━━ Data to use ━━
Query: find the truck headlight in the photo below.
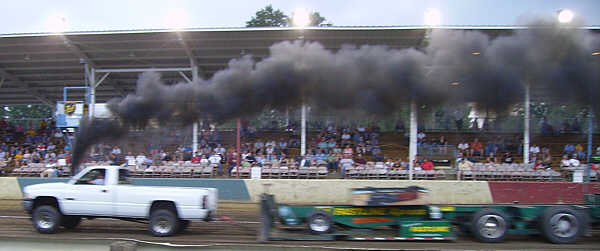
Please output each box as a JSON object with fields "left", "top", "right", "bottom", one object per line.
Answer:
{"left": 278, "top": 206, "right": 292, "bottom": 217}
{"left": 22, "top": 192, "right": 31, "bottom": 200}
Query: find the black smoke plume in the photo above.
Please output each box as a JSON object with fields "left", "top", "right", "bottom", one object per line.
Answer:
{"left": 71, "top": 18, "right": 600, "bottom": 170}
━━━
Repeat every line of the data exactly, but do not include pictures.

→ Result for this task
Query: find the truck headlight in the photo below.
Please output each box as a JSON object with fields "left", "top", "right", "bottom", one object per line.
Answer:
{"left": 278, "top": 206, "right": 292, "bottom": 217}
{"left": 22, "top": 192, "right": 31, "bottom": 200}
Query: find the black smoke plume in the photo above.
Please output each box as a JSON object with fields "left", "top", "right", "bottom", one object per line.
Answer:
{"left": 71, "top": 18, "right": 600, "bottom": 170}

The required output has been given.